* _INSTRUCTION 1_
Retype the passage on the early Apologists and the Holy Spirit word for word, from "And the angel" to "rank, after Christ.".
* _INSTRUCTION 2_
Pick up the essay on early Christian thought about the Holy Spirit at the point where it stops and keep writing it.
─── EXTRACT TO READ ───
In discussing the third Person of the Trinity, we find little evidence in the Apologists for the inclusion of the Spirit, for Dr. Kelly says, ‘Yet, as compared with their thought about the Logos, the Apologists appear to have been extremely vague as to the exact status and role of the Spirit.’ Even as late as 380, Gregory Nazianzus said, “Of the wise among us, some consider the Holy Ghost an influence[1], others a creature, others God himself, and again others know not which way to decide, from reverence, as they say, for the Holy Scripture, which declares nothing exact in the case. For this reason they waver between worshipping and not worshipping the Holy Ghost, and strike a middle course, which is in fact, however, a bad one”[2]

Dr. Kelly, showing that the ‘thought was highly confused’ says that Justin ‘attributes the inspiration of the prophets to the Logos’ while Theophilus ‘suggests that it was the Logos Who, being divine spirit, illuminated their minds.’ Justin fails to even assign a place for the Spirit in the incarnation. He assigned the ‘power of the Most High’, as recorded in Luke 1.35, not as the Spirit, but as the Logos, ‘Whom he envisaged as entering the womb of the Blessed Virgin and acting as agent of His won incarnation.’ Somehow, it seems that Justin missed the first part of the verse, which in its entirety reads:

And the angel answered and said to her, “The Holy Spirit will come upon you, and the power of the Highest will overshadow you; therefore, also, that Holy One who is to be born will be called the Son of God. (Luk 1:35 NKJV)

Dr. Kelly notes that much of Justin’s language points to a ‘subpersonal’ Spirit, but approaches the personal when he speaks of the ‘prophetic Spirit’. Returning to a thought made before, Justin further regulates the Spirit to a third rank, after Christ.

Irenaeus seems to undertake the economic Deity and expound upon it. He could claim that ‘by the very essence and nature of His being there is but one God’ and yet ‘according to the economy of our redemption there are both Father and Son.’ Dr. Kelly makes mention that Irenaeus had a ‘firmer grasp and more explicit statement of this notion of ‘the economy’’. Applying Dr. Kelly’s definition of the ‘economy’, it is believable that Modalism as presently understood existed as a doctrine – more so than the Trinity – from the time of the Apostles to Irenaeus, as we have seen. (It is interesting to note Dr. Kelly’s comments that for Irenaeus, ‘Son’ and ‘Word’ are merely synonyms, as this author believes.)
─── EXTRACTED MATERIAL ───
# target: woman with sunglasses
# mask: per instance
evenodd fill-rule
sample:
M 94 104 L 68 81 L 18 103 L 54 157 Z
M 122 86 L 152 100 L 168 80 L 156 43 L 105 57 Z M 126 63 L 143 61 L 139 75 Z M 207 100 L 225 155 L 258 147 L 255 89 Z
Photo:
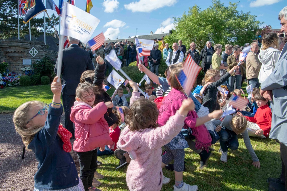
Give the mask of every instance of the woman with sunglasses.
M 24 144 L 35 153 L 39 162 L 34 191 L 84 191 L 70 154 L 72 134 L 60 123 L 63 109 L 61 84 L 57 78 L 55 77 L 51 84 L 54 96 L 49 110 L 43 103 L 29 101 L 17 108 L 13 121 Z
───
─── EXTRACTED MATERIAL ───
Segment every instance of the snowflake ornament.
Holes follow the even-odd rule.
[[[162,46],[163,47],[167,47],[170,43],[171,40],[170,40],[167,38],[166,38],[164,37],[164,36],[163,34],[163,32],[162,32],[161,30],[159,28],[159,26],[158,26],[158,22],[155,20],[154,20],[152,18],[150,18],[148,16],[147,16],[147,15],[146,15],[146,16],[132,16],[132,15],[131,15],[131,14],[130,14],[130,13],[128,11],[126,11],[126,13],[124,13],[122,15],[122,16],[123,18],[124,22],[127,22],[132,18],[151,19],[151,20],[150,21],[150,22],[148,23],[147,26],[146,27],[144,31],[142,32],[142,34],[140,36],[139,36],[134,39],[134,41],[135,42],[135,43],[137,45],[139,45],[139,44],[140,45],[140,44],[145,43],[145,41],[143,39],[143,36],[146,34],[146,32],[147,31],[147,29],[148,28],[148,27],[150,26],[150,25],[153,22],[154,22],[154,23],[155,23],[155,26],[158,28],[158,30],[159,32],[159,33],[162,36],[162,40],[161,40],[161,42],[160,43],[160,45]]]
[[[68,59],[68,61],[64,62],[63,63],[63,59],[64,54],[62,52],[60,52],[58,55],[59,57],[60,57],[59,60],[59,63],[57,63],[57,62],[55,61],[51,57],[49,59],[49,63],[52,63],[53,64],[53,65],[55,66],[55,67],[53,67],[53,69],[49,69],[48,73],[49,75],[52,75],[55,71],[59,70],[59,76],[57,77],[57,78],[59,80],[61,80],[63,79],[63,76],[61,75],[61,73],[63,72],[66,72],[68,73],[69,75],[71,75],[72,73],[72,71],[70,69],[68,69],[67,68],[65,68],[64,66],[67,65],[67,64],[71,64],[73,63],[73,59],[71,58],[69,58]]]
───
─── EXTRACTED MATERIAL ───
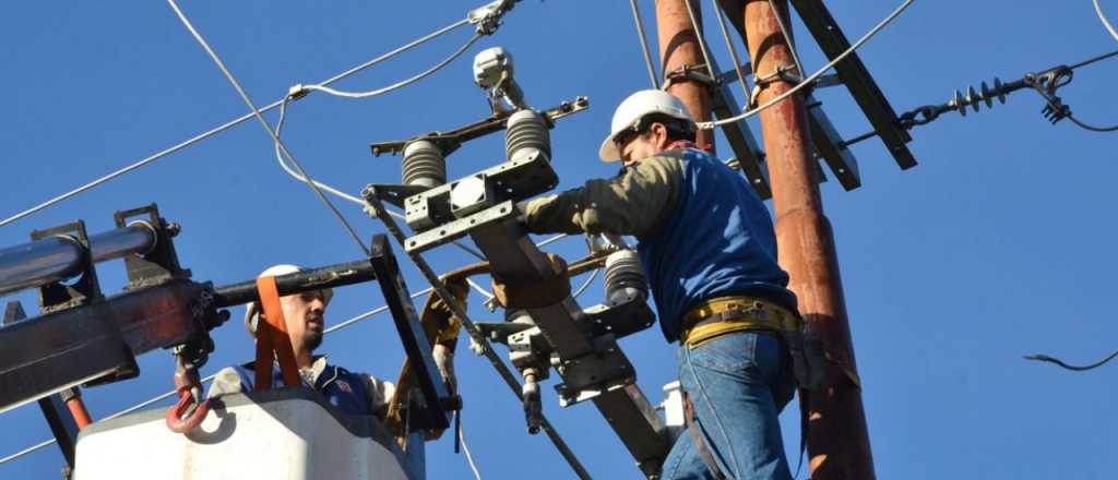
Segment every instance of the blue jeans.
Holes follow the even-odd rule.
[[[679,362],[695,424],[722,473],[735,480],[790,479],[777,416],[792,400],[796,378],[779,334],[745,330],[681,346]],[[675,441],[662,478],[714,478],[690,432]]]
───
* _RIGHT ANSWER 1_
And the angel answered and said to her, “The Holy Spirit will come upon you, and the power of the Highest will overshadow you; therefore, also, that Holy One who is to be born will be called the Son of God. (Luk 1:35 NKJV)

Dr. Kelly notes that much of Justin’s language points to a ‘subpersonal’ Spirit, but approaches the personal when he speaks of the ‘prophetic Spirit’. Returning to a thought made before, Justin further regulates the Spirit to a third rank, after Christ.

* _RIGHT ANSWER 2_
In exploring the Spirit and Irenaeus, Dr. Kelly says, ‘although Irenaeus nowhere expressly designates Him God’ the Spirit clearly ‘ranked as divine in his yes’. In this picture, Kelly (pg107) states that ‘we have …the most complete, and also most explicitly Trinitarian, to be met with before Tertullian.’ Yet, he goes on to issue was is an economic view of the Deity, and a rather modalistic view as well, that what Irenaeus lacks is a picture of co-equality, ‘but rather of a single personage, the Father Who is Godhead Itself, with His mind, or rationality, and His wisdom.’ This, Kelly states, is because of their ‘fundamental tenet of monotheism’ going on to say that this type of thought ‘has been given the label ‘economic Trinitarianism’, but caution is well heeded. This term, like the term Trinity, is only backwards applied, yet in the concept of ‘economic Trinitarianism’ we find striking similarity to oneness doctrine, minus the unbiblical words of ‘economy’ and ‘Trinity’.

[1] Or, emanation

[2] History of the Christian Church, Volume III: Nicene and Post-Nicene Christianity. A.D. 311-600.

Reviewing Early Christian Doctrines – The Divine 'Triad' (pt1)

Note: I had to break the discussion on this chapter up into two. I will post the other one, I hope, something this afternoon or perhaps later tonight.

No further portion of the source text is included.